§ **The problem**:
Which lines of the entries below run from the one holding "[(608, 172), (519, 253), (622, 299), (65, 225)]" to the one holding "Tag the tall", inclusive? Set down exactly those lines and no others.

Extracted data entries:
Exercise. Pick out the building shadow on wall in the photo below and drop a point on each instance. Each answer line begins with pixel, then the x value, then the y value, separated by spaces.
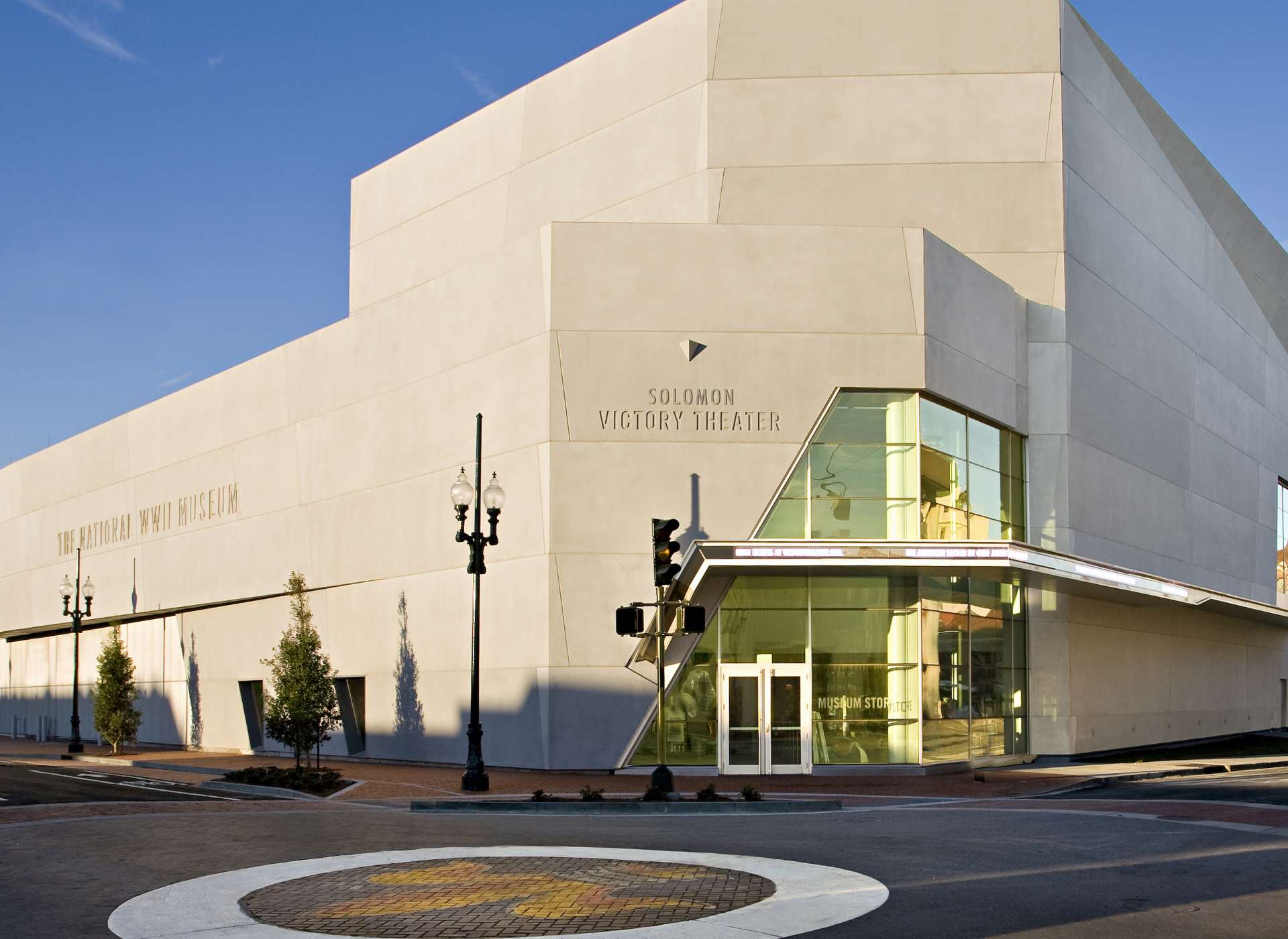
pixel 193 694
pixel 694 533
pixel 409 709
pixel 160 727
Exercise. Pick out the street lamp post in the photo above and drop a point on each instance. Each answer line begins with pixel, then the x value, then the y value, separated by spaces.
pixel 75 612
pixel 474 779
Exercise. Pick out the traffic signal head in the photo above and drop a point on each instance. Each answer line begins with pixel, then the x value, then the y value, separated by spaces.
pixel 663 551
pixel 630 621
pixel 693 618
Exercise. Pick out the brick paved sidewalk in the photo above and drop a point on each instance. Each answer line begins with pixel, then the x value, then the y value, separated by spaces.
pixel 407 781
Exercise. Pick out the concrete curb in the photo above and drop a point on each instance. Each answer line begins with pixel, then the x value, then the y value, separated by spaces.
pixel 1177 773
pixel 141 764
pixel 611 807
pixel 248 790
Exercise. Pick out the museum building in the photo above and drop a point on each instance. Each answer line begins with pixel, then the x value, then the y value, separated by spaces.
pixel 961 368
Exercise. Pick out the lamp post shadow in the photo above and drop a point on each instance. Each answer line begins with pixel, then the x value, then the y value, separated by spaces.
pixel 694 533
* * *
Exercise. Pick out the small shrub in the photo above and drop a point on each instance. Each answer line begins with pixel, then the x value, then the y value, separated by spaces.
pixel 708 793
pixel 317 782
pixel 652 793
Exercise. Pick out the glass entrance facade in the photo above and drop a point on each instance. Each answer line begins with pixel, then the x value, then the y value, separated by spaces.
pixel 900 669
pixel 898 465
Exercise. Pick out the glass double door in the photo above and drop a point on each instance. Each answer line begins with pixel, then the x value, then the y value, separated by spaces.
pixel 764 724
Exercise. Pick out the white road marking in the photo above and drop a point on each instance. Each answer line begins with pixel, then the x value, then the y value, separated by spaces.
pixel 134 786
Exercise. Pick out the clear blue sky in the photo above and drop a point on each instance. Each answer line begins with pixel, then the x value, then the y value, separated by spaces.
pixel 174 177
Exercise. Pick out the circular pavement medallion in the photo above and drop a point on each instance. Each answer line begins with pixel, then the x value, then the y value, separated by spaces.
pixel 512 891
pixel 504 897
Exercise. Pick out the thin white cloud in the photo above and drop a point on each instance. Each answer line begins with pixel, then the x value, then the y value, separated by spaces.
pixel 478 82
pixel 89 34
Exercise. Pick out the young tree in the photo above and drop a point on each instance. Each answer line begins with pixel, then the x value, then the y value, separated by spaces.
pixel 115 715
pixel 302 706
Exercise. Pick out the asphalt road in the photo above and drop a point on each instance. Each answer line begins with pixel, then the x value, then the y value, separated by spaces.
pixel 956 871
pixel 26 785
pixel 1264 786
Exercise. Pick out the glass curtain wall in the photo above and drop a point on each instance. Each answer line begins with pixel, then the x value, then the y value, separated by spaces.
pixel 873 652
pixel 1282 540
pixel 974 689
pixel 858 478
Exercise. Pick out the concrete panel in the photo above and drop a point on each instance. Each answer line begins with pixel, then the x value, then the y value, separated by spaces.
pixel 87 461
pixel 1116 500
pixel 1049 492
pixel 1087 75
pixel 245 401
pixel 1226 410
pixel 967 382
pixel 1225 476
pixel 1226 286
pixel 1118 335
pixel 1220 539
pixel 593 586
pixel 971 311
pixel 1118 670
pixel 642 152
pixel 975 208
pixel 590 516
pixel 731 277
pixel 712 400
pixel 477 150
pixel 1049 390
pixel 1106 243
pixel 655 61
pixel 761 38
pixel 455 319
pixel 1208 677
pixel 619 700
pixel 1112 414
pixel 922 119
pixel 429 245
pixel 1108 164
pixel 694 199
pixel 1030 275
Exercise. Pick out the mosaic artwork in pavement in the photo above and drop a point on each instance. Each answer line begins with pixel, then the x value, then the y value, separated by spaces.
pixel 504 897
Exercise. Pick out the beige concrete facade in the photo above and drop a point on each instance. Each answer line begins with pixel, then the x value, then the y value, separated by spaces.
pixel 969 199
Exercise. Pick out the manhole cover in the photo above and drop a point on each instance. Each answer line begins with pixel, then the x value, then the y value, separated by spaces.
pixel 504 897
==
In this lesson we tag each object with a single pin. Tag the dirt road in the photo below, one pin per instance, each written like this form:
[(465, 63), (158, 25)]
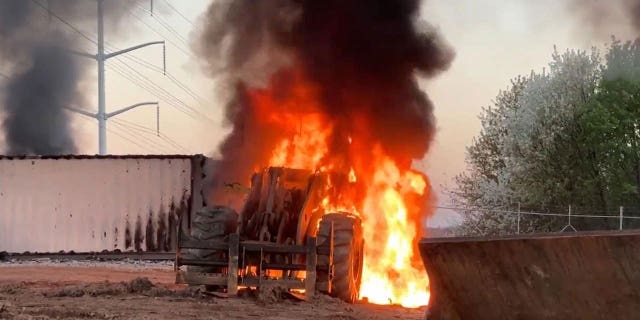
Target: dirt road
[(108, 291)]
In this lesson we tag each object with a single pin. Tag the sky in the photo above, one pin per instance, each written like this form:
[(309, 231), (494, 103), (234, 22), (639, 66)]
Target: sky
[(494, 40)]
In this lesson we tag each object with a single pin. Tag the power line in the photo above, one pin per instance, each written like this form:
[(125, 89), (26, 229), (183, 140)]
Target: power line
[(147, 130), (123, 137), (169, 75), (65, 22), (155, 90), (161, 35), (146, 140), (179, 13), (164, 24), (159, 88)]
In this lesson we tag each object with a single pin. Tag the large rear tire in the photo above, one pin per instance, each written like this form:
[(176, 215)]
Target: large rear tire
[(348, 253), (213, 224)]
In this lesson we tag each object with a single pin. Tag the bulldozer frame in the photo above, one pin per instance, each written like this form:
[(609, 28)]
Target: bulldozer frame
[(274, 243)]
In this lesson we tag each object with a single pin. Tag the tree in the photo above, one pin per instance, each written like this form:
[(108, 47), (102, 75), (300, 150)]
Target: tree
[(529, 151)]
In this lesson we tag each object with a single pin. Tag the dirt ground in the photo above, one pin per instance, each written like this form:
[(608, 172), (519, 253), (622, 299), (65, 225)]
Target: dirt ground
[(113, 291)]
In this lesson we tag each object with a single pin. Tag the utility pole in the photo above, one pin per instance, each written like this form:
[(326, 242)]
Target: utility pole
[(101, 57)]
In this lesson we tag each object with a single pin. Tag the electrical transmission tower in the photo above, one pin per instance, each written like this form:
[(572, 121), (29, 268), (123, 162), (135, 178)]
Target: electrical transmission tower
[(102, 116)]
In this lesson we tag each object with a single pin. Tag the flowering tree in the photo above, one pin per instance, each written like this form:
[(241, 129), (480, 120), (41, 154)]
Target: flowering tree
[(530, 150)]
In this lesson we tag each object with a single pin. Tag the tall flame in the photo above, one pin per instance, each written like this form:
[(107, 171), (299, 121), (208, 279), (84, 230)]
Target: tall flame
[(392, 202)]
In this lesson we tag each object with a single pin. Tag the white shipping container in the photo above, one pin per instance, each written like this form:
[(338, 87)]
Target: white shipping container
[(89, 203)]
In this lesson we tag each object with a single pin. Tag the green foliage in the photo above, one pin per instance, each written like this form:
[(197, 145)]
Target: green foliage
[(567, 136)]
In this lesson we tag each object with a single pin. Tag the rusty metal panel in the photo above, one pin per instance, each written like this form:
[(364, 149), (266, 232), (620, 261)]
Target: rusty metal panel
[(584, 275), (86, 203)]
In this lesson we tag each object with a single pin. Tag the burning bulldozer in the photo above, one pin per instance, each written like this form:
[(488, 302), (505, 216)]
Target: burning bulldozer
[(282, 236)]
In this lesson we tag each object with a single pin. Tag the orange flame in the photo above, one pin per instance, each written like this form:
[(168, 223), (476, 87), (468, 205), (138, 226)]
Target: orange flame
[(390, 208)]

§ **Answer for this exercise**:
[(608, 172), (519, 253), (622, 299), (65, 225)]
Target: dirt ground
[(113, 291)]
In this lesson we tag each object with a single pin. Tag the utility pole in the photo above, one pin per instance, each written like this form:
[(326, 242)]
Target: utility pole
[(101, 57)]
In this lesson we tag each object with a single pin. Tag the electrical transmission tower in the photo above, one pin per instance, each written like this form:
[(572, 121), (29, 268), (123, 162), (135, 178)]
Target: electrical transmission tower
[(102, 116)]
In this lesson we tag each object with a single pin. Tag the flowering tree in the photo above, one pin per instance, each written like this form:
[(241, 129), (480, 120), (41, 154)]
Target: flowering tree
[(530, 150)]
In this lesson we tag each object with a single pin. Tag the tall flame in the photo above, one pin per instance, each written like this form:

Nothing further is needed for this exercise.